## Stated problem
Rewrite the following records, changing every "integer pixels" to "whole-number pixels" and leaving everything else as it is.

_ _ _ _

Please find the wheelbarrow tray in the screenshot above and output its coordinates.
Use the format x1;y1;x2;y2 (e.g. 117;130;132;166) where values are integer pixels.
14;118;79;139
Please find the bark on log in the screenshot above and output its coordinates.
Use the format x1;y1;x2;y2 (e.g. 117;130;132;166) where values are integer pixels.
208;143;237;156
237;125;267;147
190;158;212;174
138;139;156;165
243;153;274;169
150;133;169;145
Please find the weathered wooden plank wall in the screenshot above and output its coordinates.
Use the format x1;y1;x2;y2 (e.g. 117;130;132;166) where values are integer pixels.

_ _ _ _

## Response to this exercise
Please find the wheelbarrow tray in the screenshot above and output its coordinates.
Use the format x1;y1;x2;y2 (e.g. 117;130;132;166) where values are whole-number pixels.
14;118;79;139
Please find the bark on log in the screenshot above and output its coordinates.
Use the format x1;y1;x2;y2 (e.g. 117;130;132;166) where values are whole-number pixels.
208;143;237;156
237;125;267;147
190;158;212;174
138;139;156;165
243;153;274;169
150;133;169;145
Please find the weathered wooden plank wall in the screenshot above and output its coordinates.
Use the format x1;y1;x2;y2 (e.g. 117;130;132;166) where values are whole-number pixels.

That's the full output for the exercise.